Sunday, December 5, 2010



The Future Is Happy by Sarah Sarai
(BlazeVox Editions, Buffalo, N.Y., 2010)

Contemporary "innovative" poetry is not often willing to open a window on the passions that under gird or animate it, if indeed there be any such passions. In Sarah Sarai's new collection, The Future Is Happy, however, the confrontation and interactions with an emotional life gives the author's poems a nervy, discomfiting vitality. Their very rawness and urgency bring these poems to a kind of transcendence. The result is a poetry that is not comfortable to read, but necessary just the same.

Sarai makes an unabashed assault on despair. Each poem is an exercise (exorcism?), of sorts, in faith; that this faith is precarious, teetering, is reflected in the various harmonies and imbalances found in the poems. Many poems seem to merge address toward a divine one with address toward a partner who offers more earthly intimacy. There are biblical references. For example, in "Remorse" one finds, "When he lumbered in the way of men/who use their hands to till the earth/he knocked rough doorway/to sob unfairness and/the slayings," but these intermingle with imagery that borrows from a more traditional, perhaps romantic, vein of poetry, as when Sarai writes later in the same piece, "We've killed our brother./ The dead roam through us." We were and are there.

The poems of The Future Is Happy jar the reader with their painful strangeness. This is, arguably, just what makes this offering innovative, because one realizes that Sarai's struggle is not, ultimately, against limits but against OUR despair. To so focus her work enables this poet to employ any tool at all which she might find at her disposal, even the vulnerability of the sentimental and over-used symbols which are transformed to "Accept connection, She/ The thing? That holds together?/ A bed slept in. Art begins/ in lights breathy slink/towards slats, crossfloors, covers, morn." Sarai's doggedness and emotional boldness, while familiar to human experience, have the effect of defamiliarizing her language and imagery.

Sarai's poems use what is sometimes faltering, fractured-in-gesture language to enter the unsteady refuge of the unfaltering seeker. We reach sanctuary, an ambivalent sanctuary, where we are best served by believing.


G. E. Schwartz, the author of Only Other Are: Poems (Legible Press), is a founding member of the performance ensemble Solomons Ramada. His "We Are/ Are Not Obstinating Islands" was part of the Venice Biennale.

• [Available data]:
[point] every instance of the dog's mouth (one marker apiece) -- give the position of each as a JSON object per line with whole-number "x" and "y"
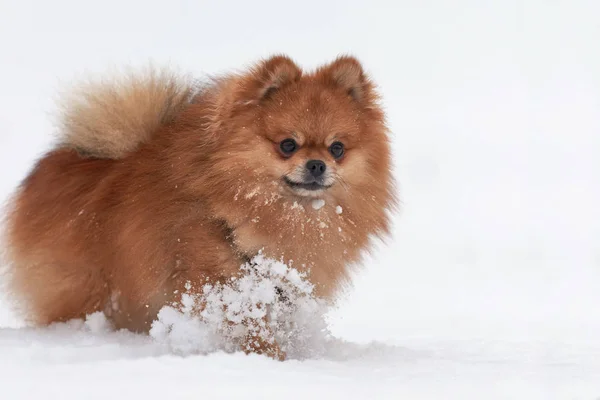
{"x": 310, "y": 186}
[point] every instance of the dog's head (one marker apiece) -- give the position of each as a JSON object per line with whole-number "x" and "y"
{"x": 306, "y": 136}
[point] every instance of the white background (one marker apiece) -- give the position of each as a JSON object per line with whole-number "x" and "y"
{"x": 490, "y": 285}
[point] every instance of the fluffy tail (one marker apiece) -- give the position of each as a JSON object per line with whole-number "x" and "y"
{"x": 109, "y": 119}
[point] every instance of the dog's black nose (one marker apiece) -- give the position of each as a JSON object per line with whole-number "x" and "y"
{"x": 316, "y": 167}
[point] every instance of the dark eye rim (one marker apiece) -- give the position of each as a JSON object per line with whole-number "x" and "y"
{"x": 337, "y": 145}
{"x": 287, "y": 152}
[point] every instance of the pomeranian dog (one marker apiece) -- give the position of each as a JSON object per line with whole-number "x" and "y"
{"x": 158, "y": 182}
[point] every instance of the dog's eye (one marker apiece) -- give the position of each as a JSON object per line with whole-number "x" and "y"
{"x": 288, "y": 146}
{"x": 336, "y": 149}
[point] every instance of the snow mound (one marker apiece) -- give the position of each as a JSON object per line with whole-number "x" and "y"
{"x": 268, "y": 300}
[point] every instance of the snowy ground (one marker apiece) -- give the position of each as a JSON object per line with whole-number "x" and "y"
{"x": 490, "y": 286}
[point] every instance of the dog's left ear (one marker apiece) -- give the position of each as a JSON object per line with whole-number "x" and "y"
{"x": 269, "y": 76}
{"x": 347, "y": 73}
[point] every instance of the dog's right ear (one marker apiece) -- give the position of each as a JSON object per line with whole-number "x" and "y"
{"x": 269, "y": 76}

• [Required actions]:
**a.** From the review of The Future Is Happy, reproduce the passage starting at "The poems of" and ending at "language and imagery.".
**b.** In the review of The Future Is Happy, which poem contains the line "We've killed our brother."?

• [Task-by-task answers]:
**a.**
The poems of The Future Is Happy jar the reader with their painful strangeness. This is, arguably, just what makes this offering innovative, because one realizes that Sarai's struggle is not, ultimately, against limits but against OUR despair. To so focus her work enables this poet to employ any tool at all which she might find at her disposal, even the vulnerability of the sentimental and over-used symbols which are transformed to "Accept connection, She/ The thing? That holds together?/ A bed slept in. Art begins/ in lights breathy slink/towards slats, crossfloors, covers, morn." Sarai's doggedness and emotional boldness, while familiar to human experience, have the effect of defamiliarizing her language and imagery.

**b.** "Remorse"